Count the lines in the listing below that contain the string "outline". Reply with the number only.
**** MATERIAL
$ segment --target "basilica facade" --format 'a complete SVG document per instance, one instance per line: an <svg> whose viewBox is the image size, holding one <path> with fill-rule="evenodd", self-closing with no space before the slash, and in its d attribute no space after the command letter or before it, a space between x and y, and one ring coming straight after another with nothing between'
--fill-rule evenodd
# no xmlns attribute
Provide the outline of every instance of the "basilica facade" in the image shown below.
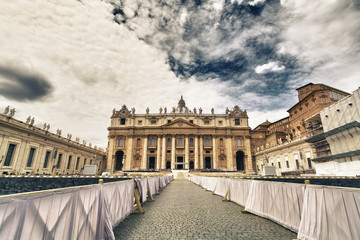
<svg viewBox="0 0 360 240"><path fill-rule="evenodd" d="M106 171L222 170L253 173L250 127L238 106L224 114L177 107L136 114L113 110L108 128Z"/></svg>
********
**** MATERIAL
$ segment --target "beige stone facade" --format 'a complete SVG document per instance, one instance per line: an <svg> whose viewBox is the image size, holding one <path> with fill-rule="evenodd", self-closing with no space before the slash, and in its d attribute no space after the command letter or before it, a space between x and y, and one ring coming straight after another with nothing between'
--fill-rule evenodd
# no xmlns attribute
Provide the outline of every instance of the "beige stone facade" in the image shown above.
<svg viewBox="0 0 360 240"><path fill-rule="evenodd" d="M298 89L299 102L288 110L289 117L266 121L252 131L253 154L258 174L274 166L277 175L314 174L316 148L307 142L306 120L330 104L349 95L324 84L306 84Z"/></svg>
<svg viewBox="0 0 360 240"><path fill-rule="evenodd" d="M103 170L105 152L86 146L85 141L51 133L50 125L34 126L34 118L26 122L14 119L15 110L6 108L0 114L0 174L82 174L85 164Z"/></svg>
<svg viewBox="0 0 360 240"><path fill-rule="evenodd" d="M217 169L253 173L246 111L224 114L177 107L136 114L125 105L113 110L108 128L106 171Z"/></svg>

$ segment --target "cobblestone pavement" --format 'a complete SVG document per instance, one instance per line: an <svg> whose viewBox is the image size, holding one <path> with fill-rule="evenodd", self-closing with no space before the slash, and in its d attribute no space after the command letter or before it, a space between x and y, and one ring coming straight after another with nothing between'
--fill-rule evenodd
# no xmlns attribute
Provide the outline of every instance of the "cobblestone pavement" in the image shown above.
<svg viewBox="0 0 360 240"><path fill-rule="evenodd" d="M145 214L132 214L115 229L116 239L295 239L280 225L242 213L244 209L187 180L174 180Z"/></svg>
********
RESPONSE:
3